(Document extract)

In the context of concurrent AD and MDS, shared trigger factors and/or genetic susceptibilities between the two disorders is then evoked [10, 19]. Hochman et al. even raised the question whether MDS and ADs and systemic inflammatory disorders are actually “two sides of the same coin” based on the idea of a likely shared underlying disease state that may manifest as an autoinflammatory disorder, a myeloid neoplasm, or both [40]. As for environmental factors, exposure to some chemical products such as tobacco has been identified as a risk factor of occurrence of both MDS and ADs [42, 43].

Therapeutic options

Treatment of MDS-associated ADs is not codified. The main challenge here is to achieve remission of the autoimmune manifestations without aggravating MDS-related cytopenias. Glucocorticosteroids (GCs) alone, as a first-line treatment, have been reported to be effective against autoimmune manifestations in up to 80% of cases in some series [15]. However, this response is not always complete or durable, and high rates of steroid-dependent or refractory cases have been reported [44]. Moreover, MDS’ responses to GCs used to treat autoimmune conditions are variable. Cases of improved, refractory or even worsened cytopenias have been registered [15–17].

Immunosuppressive treatments can be used as second-line therapies. However, in most cases, no hematological response has been reported but rather a worsening of the MDS-related cytopenias with all the ensuing complications, especially infectious ones [15, 16, 45].

Biologic targeted treatments are also a possible therapeutic option for MDS-associated ADs but with lower response rates compared to GCs and compared to non MDS-related ADs [25]. Moreover, they have no effect on cytopenias of the underlying MDS [25, 46]. Rituximab proved to be the most efficient among biologics, with an overall response of 58%, mainly in vasculitis. However, a high rate of adverse effects was reported with these therapies [25]. In contrast, MDS treatment, in particular azacitidine, has been found to have a good effect on associated ADs with regard to the dose of GCs and the number of steroid-dependent patients [15]. As for hypomethylating agents, their efficacy in terms of outcome in MDS-associated ADs has to be confirmed. Interestingly, hematopoietic stem cell transplantation (HSCT), which is the only satisfactory option reported for MDS management, is currently also considered as an effective option in treating severe, refractory AD through reconstituting the hematopoietic system and restoring immune functions as well [47, 48].

(End Document extract)
(Available data)

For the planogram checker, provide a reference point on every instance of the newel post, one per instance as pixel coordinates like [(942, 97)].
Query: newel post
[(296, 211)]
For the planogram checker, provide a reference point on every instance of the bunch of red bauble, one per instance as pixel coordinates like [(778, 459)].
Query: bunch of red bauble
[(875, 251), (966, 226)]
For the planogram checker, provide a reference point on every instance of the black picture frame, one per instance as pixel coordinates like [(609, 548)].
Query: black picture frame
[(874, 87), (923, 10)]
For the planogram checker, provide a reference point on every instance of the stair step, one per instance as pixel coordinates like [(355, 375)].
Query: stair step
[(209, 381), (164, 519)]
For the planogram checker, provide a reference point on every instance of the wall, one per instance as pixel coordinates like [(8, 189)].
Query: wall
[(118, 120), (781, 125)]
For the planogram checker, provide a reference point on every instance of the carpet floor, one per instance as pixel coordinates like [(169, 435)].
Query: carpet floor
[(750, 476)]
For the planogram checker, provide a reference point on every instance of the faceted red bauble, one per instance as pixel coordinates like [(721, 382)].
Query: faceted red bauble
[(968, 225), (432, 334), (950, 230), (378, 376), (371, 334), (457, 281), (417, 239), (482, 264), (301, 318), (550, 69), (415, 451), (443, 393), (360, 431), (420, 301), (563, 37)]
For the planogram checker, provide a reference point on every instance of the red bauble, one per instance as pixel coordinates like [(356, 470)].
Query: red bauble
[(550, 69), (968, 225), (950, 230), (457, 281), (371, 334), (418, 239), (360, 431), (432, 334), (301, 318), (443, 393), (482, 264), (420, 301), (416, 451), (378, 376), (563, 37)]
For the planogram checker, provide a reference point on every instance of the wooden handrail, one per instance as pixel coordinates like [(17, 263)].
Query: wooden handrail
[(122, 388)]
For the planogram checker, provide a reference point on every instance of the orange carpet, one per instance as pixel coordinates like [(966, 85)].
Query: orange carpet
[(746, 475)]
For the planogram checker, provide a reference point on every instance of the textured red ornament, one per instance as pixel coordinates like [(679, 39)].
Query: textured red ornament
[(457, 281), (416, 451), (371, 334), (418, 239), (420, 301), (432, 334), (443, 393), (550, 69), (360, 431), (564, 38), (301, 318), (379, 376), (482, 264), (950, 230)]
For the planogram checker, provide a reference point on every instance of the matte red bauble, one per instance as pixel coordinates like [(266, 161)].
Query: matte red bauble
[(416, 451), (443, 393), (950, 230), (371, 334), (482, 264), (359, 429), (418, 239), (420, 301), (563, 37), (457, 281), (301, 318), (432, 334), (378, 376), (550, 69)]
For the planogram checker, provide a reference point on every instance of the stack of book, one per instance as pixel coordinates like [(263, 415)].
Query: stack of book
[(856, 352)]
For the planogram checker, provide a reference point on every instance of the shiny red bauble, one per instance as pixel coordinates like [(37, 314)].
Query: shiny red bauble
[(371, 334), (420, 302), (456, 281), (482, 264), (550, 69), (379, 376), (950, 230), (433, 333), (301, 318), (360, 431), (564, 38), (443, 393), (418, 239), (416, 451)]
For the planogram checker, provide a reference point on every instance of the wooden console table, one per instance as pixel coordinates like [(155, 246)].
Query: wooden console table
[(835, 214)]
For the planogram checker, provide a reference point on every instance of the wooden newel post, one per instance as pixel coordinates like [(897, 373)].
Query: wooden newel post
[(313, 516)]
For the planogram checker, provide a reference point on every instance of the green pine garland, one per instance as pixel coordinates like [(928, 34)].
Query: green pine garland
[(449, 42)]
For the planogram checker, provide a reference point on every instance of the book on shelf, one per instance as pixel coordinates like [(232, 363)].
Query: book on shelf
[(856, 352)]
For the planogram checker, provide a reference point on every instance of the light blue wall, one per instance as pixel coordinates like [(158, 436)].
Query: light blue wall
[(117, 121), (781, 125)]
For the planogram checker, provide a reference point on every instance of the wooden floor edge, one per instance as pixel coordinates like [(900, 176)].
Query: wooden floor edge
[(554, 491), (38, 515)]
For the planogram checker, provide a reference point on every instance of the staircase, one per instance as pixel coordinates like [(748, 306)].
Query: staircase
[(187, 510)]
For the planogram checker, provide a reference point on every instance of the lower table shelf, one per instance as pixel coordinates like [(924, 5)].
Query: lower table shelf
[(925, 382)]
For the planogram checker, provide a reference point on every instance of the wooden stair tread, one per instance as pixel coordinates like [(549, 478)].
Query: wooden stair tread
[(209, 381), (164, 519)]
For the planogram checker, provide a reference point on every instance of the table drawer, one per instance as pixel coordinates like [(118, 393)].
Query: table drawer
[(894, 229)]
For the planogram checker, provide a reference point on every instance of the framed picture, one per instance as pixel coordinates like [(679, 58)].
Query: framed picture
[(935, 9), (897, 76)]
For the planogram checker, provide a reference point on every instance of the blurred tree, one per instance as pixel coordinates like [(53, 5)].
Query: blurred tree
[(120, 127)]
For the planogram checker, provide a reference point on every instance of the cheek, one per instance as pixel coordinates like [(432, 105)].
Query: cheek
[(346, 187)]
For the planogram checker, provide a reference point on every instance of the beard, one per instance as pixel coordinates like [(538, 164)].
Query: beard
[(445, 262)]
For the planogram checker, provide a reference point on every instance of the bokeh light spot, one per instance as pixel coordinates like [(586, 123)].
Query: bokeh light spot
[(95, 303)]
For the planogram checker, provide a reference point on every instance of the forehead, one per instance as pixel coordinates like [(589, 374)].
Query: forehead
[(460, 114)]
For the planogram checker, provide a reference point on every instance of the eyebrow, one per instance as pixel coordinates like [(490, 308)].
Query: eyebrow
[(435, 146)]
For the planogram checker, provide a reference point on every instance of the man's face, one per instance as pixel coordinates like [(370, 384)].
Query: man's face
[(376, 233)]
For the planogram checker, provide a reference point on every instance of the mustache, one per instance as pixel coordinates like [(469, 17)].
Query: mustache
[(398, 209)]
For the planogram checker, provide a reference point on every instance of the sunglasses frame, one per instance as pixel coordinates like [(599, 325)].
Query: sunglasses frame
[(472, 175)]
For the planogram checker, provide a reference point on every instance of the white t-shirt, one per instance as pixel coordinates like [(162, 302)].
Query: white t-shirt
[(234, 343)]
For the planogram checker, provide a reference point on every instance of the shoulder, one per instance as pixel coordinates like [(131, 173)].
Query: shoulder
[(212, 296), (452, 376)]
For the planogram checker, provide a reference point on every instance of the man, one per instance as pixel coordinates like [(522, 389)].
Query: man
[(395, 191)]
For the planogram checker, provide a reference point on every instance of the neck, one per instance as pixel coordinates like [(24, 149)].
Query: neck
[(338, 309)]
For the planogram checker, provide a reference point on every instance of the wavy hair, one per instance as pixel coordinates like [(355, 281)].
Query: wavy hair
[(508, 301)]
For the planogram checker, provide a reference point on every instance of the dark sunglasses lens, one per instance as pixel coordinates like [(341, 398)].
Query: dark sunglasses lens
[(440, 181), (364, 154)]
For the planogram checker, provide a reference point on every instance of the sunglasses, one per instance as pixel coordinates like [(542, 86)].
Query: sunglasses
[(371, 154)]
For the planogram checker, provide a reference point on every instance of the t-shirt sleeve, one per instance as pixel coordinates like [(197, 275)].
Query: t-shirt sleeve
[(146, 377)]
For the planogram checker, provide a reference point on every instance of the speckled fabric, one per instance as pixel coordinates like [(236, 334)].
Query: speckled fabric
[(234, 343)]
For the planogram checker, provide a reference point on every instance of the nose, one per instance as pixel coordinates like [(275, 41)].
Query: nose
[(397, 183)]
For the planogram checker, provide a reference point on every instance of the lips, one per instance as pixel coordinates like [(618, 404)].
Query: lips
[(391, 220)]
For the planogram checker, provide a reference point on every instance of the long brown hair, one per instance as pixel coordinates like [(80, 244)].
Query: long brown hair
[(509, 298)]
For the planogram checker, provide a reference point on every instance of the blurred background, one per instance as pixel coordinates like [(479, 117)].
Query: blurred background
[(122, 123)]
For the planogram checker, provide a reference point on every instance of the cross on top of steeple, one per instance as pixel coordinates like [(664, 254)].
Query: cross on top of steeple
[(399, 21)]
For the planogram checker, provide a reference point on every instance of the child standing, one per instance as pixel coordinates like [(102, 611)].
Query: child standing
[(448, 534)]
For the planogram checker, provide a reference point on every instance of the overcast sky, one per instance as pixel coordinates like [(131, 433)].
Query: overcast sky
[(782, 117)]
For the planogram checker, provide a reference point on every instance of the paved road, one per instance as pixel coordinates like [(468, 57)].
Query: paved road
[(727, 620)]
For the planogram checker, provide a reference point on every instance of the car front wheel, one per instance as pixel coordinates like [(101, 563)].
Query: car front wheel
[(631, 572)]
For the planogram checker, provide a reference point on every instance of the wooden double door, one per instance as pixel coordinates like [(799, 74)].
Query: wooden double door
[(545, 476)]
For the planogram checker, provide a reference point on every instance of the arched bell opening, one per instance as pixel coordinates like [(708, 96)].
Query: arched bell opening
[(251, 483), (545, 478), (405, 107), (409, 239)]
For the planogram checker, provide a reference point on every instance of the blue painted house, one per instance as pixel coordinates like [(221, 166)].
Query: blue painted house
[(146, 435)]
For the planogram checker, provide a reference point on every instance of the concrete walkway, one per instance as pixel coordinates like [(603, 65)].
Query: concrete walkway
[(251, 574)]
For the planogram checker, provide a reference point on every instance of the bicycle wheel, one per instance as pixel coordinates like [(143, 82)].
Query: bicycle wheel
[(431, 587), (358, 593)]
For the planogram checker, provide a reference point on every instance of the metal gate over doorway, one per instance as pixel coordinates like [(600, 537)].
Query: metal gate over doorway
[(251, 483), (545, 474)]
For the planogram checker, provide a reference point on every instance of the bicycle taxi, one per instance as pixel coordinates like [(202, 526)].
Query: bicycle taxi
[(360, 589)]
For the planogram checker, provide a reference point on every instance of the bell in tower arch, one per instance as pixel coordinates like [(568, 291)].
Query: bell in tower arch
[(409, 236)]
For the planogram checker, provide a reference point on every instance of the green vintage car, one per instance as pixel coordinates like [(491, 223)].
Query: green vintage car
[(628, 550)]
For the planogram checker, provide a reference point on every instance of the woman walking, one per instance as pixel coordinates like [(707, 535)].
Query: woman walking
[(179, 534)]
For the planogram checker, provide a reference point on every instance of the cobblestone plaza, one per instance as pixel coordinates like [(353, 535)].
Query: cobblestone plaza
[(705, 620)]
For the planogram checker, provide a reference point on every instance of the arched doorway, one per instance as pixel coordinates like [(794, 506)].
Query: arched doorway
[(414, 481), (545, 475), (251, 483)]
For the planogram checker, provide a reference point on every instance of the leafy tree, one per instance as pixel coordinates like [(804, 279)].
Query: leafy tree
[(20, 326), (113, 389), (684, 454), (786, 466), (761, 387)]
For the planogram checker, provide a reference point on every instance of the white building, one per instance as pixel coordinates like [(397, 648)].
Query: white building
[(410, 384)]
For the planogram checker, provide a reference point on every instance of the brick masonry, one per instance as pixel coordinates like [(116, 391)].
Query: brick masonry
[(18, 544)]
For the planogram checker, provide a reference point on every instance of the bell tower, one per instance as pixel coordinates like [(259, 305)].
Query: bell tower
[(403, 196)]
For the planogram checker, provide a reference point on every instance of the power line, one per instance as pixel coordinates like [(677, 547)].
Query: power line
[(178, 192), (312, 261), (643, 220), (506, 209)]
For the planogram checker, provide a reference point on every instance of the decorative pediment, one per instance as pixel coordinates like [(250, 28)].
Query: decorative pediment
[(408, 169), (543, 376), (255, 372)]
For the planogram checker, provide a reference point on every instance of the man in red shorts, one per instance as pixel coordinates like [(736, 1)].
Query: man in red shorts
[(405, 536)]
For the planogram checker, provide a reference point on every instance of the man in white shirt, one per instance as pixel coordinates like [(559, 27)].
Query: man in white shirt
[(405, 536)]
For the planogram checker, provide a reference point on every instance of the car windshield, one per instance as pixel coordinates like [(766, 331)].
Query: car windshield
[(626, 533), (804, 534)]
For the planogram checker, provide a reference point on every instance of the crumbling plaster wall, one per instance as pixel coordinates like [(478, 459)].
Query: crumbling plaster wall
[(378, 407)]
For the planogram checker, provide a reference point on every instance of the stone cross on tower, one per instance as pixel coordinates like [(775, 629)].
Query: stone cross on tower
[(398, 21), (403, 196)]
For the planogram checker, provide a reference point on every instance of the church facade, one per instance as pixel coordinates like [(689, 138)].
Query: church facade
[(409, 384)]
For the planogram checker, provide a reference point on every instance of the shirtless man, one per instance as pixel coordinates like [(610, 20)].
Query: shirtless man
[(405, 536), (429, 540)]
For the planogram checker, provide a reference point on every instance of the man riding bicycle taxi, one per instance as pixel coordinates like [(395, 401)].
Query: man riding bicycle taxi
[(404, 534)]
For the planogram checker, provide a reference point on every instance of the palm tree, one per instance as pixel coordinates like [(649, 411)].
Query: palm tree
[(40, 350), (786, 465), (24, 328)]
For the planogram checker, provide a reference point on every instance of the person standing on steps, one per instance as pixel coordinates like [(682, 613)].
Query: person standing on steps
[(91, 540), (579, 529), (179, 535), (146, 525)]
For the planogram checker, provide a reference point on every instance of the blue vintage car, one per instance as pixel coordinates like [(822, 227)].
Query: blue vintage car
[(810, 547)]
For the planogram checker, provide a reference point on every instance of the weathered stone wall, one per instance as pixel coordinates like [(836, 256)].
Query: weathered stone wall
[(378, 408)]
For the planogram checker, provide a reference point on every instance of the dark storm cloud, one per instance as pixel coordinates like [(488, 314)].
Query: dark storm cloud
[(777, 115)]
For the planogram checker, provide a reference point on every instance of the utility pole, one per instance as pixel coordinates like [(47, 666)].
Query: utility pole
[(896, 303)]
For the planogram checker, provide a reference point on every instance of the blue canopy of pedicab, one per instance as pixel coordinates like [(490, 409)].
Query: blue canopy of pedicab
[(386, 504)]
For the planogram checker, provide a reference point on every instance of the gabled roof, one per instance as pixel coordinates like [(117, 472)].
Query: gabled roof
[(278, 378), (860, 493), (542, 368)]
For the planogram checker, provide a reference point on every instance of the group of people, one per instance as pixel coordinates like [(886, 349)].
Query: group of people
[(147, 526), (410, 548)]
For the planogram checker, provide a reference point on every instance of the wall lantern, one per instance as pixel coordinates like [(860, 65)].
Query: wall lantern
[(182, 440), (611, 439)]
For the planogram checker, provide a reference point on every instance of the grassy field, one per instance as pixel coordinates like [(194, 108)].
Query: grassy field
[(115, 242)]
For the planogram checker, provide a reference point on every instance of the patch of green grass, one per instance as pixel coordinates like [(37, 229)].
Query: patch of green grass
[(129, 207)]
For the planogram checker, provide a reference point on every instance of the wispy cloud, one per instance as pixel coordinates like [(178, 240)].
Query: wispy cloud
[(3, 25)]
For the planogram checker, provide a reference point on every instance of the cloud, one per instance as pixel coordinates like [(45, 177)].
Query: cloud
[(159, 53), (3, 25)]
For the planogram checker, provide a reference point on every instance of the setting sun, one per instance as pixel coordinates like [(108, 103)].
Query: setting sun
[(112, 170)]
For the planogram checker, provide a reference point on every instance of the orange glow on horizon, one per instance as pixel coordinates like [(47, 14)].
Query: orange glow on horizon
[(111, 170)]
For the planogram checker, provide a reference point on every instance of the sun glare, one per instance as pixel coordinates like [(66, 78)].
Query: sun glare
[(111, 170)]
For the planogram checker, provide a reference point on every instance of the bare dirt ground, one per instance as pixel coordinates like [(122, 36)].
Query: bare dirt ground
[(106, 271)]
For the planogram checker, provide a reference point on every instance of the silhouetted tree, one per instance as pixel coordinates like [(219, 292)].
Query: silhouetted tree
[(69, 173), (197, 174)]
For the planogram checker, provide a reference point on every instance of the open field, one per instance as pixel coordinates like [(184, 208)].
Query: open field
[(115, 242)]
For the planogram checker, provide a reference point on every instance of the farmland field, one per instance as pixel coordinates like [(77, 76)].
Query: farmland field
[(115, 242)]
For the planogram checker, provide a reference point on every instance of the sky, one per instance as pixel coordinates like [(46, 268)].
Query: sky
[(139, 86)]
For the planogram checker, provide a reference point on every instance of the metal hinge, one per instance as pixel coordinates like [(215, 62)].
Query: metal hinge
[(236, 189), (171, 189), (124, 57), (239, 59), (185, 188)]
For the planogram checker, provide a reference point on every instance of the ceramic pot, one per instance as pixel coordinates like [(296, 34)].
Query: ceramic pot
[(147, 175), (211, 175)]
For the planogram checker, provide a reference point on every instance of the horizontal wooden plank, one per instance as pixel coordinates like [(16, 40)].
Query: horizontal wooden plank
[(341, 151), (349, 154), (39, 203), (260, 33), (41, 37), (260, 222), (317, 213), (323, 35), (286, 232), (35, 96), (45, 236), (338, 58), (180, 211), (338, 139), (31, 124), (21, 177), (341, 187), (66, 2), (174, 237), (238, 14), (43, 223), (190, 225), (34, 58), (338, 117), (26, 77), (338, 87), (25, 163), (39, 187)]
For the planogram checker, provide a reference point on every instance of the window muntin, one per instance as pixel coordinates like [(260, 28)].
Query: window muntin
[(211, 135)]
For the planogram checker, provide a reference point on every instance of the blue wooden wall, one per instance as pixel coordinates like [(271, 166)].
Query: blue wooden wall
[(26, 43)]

(End Available data)

Write the next part of the text on autoimmune disease in myelodysplastic syndromes, picking up right after its last sentence.

Prognostic specific aspects

The heterogeneity of ADs associated with MDS makes the prognostic significance of this association controversial. However, in general, whereas the AD develops before the MDS or during its course, no differences in overall survival or in the rates of acute myeloid leukemia and death have been reported in patients with ADs and MDS compared to with patients with MDS [8, 11, 20]. Nonetheless, systemic vasculitis has been reported as a poor prognostic factor in patients with MDS, mainly due to the presence of high-risk MDS features, and Sweet syndrome has been associated with progression of MDS [11]. Cryoglobulinemic vasculitis was also associated with lower median overall survival [17] due to a higher infectious rate [20]. However, in the presence of an associated AD, the underlying cytogenetic features of MDS do not seem to be influenced [11].

Conclusions

Myelodysplastic syndrome and ADs may coexist or complicate each other with a delay of months to years. Myelodysplastic syndrome-associated ADs have some epidemiological and clinical specific aspects but no major effects on survival. Although this association has been established by several studies, it is sometimes difficult to diagnose, and MDS should always be considered in the diagnostic algorithm of patients having ADs when cytopenia(s) cannot be explained by the immunological disorders.